======== EXCERPTED TEXT ========
Despite all the evidence gathered against her, Koplin, 36, never faced criminal charges in the case. Johnson County Assistant County Attorney Patricia Weir said the burden of proof was too great in criminal court, and she doesn't believe jurors would have convicted Koplin without knowing exactly what injured the child.
"We believe it was inflicted and concealed, but we would not be able to prove beyond a reasonable doubt that it wasn't an accident," Weir said. "We don't know if a toddler could have done that. Proving that it was not accidental in a criminal trial would not have worked."
But a preponderance of the evidence, the lower standard of proof required in civil cases, showed that the child was injured when her mother picked her up Nov. 22, and Koplin did nothing to report the injury or help investigators determine what happened, Weir said.
"We needed an injunction because we couldn't trust her to care for children safely," Weir said.
Kellee Forkenbrock, the mother of the injured child, told The Gazette after the trial that she's glad the case is resolved and she appreciates all the work the County Attorney's Office put into the investigation.
"I'm glad we can find some closure," she said. "Our children are the most important thing."
During her tearful testimony on Tuesday, Forkenbrock recalled picking up her screaming 3-month-old daughter on Nov. 22 from Koplin's daycare, Tattle Tales Daycare at 1009 Sandusky Drive. When she got her daughter home, she noticed dried blood on her face, cheeks and clothing, and – after calling Koplin twice and leaving two messages – she called Mercy Urgent Care.
When her daughter vomited blood, Forkenbrock said her husband called 911 and they took their daughter to Mercy Iowa City Emergency Care. She was transferred to the University of Iowa Hospitals and Clinics, where she was treated in the intensive care unit until Nov. 25 for a laceration to the back of the throat. Doctors said the injury probably was caused by trauma, according to a DHS report and Forkenbrock's testimony.
Forkenbrock testified that Koplin called her back while she was at the hospital. Police had visited Koplin, and she wanted to know why, according to Forkenbrock's testimony.
"She was very defensive, her first question was, 'The police came to my house, why did police come to my house?'" Forkenbrock said, adding that Koplin showed now concern for the fact that the baby was in the emergency room. "She was very rude and it was all me, me, me, and how is this affecting me."
========
## ACTIVITY A
Using the daycare injury article, explain why Koplin never faced criminal charges.
## ACTIVITY B
Pick up the daycare injury article after its final paragraph and keep it going.
======== ENTRIES PROVIDED ========
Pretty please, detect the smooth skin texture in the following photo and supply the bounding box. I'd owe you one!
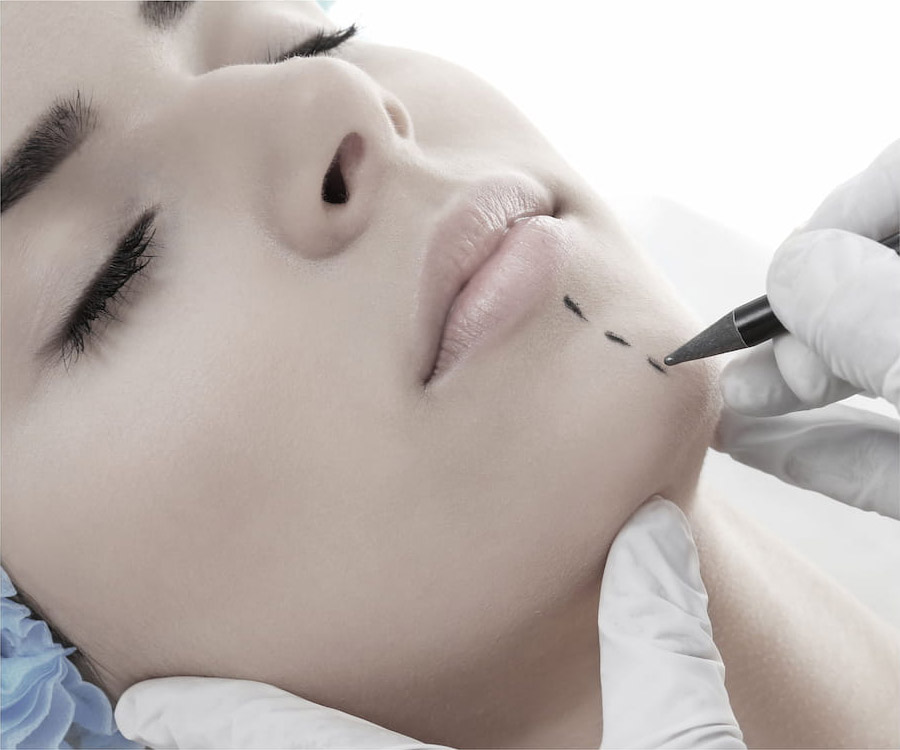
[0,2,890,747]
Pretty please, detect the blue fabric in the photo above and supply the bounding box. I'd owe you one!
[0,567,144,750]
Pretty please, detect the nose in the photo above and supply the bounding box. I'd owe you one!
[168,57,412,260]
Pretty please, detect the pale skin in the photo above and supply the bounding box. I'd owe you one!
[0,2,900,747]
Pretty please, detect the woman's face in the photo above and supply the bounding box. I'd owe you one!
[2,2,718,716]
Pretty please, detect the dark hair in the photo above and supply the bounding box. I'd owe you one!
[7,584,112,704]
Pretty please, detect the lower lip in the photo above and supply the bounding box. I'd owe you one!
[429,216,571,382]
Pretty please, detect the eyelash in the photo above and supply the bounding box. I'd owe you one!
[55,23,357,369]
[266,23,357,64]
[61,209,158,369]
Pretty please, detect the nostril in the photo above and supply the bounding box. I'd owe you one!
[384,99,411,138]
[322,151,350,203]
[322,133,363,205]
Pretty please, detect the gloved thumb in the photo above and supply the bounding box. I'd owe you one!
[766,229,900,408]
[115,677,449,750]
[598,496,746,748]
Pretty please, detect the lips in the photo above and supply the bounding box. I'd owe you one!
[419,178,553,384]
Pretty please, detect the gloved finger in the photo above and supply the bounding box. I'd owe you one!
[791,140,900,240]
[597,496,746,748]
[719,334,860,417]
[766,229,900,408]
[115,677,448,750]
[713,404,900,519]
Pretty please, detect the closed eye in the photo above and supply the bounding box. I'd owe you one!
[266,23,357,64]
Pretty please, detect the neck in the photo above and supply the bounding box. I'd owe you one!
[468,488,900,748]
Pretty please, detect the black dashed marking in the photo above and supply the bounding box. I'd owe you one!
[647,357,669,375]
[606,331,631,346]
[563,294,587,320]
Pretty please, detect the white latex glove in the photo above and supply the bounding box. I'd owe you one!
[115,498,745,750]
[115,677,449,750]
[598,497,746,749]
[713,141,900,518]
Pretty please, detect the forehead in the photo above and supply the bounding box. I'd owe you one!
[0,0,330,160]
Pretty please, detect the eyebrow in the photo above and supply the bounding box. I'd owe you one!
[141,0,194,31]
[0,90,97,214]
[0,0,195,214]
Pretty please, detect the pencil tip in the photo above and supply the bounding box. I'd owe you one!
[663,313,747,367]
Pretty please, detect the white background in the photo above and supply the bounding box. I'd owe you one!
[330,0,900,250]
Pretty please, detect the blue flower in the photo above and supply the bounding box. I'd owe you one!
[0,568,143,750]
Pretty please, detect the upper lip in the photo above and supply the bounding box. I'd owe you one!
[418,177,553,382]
========
======== ENTRIES PROVIDED ========
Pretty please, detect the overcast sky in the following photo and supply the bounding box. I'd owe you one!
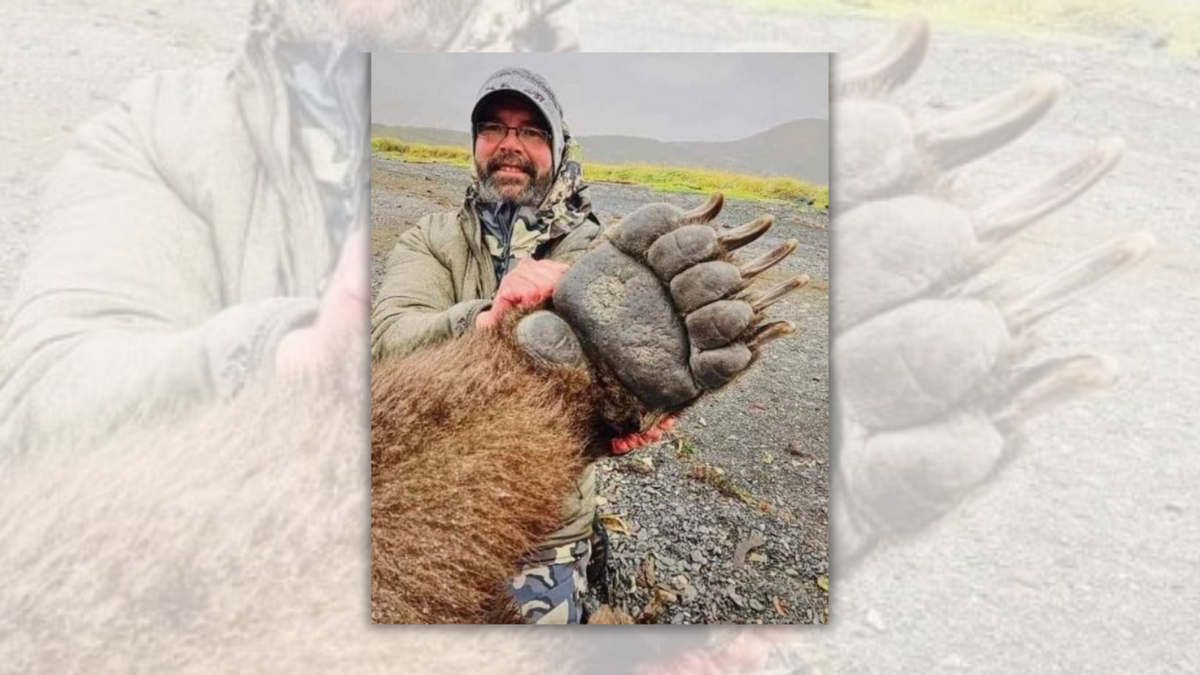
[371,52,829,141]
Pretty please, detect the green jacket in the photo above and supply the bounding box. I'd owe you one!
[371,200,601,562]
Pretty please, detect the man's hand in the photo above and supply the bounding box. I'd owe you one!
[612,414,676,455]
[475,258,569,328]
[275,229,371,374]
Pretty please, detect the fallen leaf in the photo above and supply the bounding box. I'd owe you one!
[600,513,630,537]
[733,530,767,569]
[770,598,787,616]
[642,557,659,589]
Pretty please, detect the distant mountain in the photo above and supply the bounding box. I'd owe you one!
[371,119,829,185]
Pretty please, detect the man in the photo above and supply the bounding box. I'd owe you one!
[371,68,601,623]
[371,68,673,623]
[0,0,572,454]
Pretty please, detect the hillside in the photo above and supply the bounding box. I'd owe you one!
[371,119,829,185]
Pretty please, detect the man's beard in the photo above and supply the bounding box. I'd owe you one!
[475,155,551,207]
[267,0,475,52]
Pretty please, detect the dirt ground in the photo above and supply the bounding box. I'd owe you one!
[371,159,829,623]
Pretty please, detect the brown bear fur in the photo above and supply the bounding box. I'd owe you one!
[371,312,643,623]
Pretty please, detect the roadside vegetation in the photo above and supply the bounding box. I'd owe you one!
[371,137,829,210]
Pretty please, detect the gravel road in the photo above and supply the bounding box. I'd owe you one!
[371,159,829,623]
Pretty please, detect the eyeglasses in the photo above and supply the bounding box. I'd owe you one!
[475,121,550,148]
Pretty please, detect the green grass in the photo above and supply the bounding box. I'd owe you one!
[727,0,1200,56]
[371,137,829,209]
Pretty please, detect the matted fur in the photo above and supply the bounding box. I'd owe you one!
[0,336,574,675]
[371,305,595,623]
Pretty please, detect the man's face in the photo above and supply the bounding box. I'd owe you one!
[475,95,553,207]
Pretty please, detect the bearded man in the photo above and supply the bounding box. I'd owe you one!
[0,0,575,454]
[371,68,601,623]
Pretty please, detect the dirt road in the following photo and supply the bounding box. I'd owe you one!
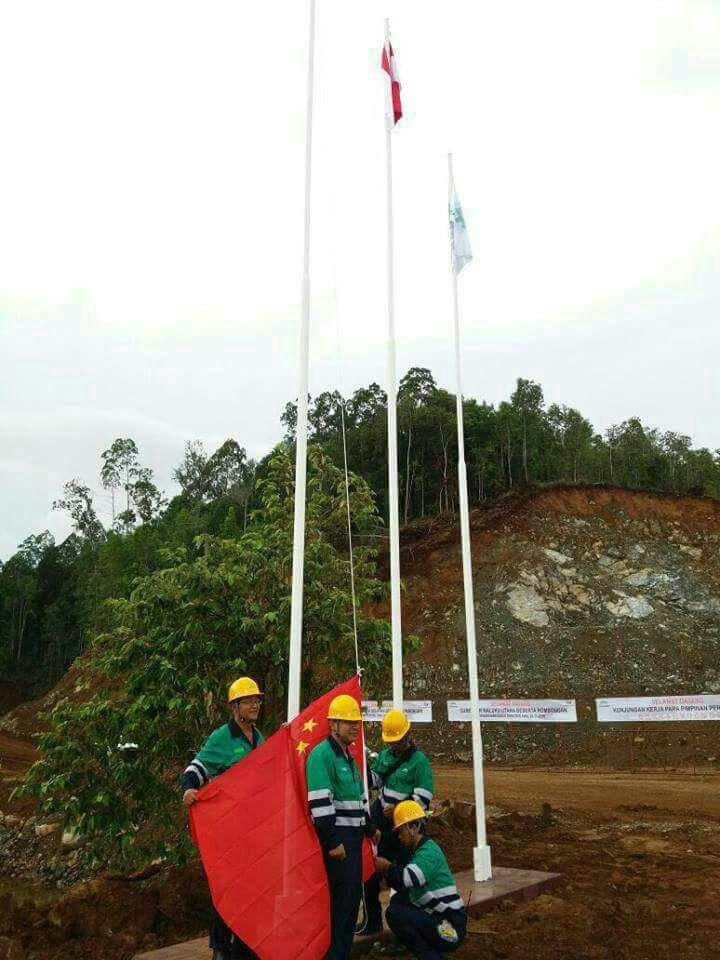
========
## RESPONSE AREA A
According to Assistant County Attorney Patricia Weir, the burden of proof in criminal court was too great. Prosecutors could not prove beyond a reasonable doubt that the injury wasn't an accident, since they didn't know whether a toddler could have caused it, and Weir doubted jurors would convict without knowing exactly what injured the child.

## RESPONSE AREA B
When Iowa City police officer Scott Stevens went to Koplin's house, according to his testimony, she appeared very drunk and was rude and defiant. He said she changed her story several times and eventually admitted that she had been drinking and taking medication prescribed to her husband since the child left her home.
"She was yelling and raising her voice," Stevens testified. "She was rude and loud and abrasive. She lied to me and was deceptive. She showed no remorse or concern for the child."
Stevens said he recorded the conversation and submitted that evidence and transcript into evidence. He said Koplin has never cooperated with the investigation and helped officers determine what injured the baby that day.
Forkenbrock said her daughter is doing well today, and is healthy.
Koplin and her supporters previously have said that information released through the court was incomplete and misleading. Her former attorney, Natalie Cronk, told The Gazette that the mother didn't notice the blood until the baby was out of Koplin's care and someone else could have caused the injuries.
Koplin initially told The Gazette that parents and supporters would be at her trial to testify in her defense. But no one, including an attorney, was present Tuesday morning on behalf of Koplin.
Online court records show that Cronk withdrew as Koplin's attorney in November.
No one answered the phone at a number listed for Koplin on Tuesday afternoon.